→ **Source material**
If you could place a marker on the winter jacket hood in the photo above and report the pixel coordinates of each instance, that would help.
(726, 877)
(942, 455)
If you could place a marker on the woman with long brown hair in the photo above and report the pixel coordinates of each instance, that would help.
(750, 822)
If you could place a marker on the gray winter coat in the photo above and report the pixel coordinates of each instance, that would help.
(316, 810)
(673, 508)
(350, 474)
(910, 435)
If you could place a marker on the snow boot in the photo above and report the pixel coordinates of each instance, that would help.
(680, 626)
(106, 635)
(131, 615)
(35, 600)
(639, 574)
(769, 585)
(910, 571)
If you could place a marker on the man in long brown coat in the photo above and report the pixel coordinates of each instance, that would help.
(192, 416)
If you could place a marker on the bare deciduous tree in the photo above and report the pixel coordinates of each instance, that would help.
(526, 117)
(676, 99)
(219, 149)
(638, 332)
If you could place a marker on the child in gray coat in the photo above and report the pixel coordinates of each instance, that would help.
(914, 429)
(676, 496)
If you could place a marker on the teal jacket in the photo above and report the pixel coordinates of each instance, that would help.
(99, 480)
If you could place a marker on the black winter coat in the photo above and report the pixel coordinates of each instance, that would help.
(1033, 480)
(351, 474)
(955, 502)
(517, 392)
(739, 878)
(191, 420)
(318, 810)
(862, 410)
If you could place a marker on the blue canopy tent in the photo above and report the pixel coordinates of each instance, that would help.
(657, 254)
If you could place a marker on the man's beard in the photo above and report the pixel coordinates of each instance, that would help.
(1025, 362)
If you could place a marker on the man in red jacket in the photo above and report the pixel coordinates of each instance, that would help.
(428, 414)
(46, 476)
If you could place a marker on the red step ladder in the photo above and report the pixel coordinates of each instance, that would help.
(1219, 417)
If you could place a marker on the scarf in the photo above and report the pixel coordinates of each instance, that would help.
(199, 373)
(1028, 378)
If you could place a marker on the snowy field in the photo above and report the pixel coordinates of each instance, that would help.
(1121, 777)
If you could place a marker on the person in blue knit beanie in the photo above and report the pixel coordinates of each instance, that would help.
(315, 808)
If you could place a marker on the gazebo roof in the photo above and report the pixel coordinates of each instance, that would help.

→ **What the task requires**
Nothing in the data may be left out. Copy all of it exactly.

→ **Answer for the task**
If you could place a marker on the winter jacket hood in the photo above and report the pixel coordinates of each instance, that would help.
(726, 877)
(942, 455)
If you could place a marker on the woman with long brown hair in the photo above and report the pixel coordinates of each instance, that would help.
(750, 822)
If you could place a marker on the gray winter coat in the photo above and report the pixel coordinates of each instance, that would help.
(316, 810)
(673, 508)
(350, 474)
(910, 435)
If you could place a marker on the snow boot in the photo above and report the pixel coordinates of each instance, that would help.
(680, 626)
(106, 635)
(131, 615)
(35, 600)
(639, 574)
(769, 585)
(910, 571)
If you could place a marker on the man in long brown coat in the photo above and report the pixel coordinates of each instance, that would help.
(192, 416)
If you could place a marker on the bare deciduous tree in the photo above and report the pixel coordinates of each instance, that would help.
(526, 117)
(676, 99)
(219, 149)
(638, 332)
If you could place a marker on the child in gray coat in the photo above and report the pixel coordinates of each instance, that would help.
(914, 429)
(676, 496)
If you could place a marker on the teal jacket in the photo above and report the pixel coordinates of each instance, that would help.
(99, 480)
If you could place a marker on the black winter coat in the photo above and report the pixel coordinates of each instance, that would help.
(1033, 480)
(351, 474)
(955, 502)
(517, 392)
(739, 878)
(191, 420)
(318, 810)
(862, 410)
If you could place a marker on the blue canopy tent in the photo above and report the pixel coordinates of each instance, that would help.
(657, 254)
If you could place a marker on the man's beard in the photo above and report the pixel coordinates of each instance, that would help.
(1025, 362)
If you could place a marker on the man in red jacket in the photo above and report the pixel coordinates of each instance, that would help.
(428, 414)
(46, 476)
If you could place a marker on the red step ladder in the photo above and report the pixel coordinates of each instance, that would help.
(1219, 417)
If you could place a marker on the scarf in the photo above and report the pixel coordinates of each instance, that would help.
(199, 373)
(1028, 378)
If you could place a marker on the snowy field in the photo above and report the pixel coordinates of each instance, that would help.
(1121, 777)
If you could place a marker on the person in blue knit beanie in the photo above and report the pixel coordinates of each instance, that would help.
(315, 808)
If you could place a marker on the gazebo roof in the photo above and report the pixel coordinates of each instance, that would help.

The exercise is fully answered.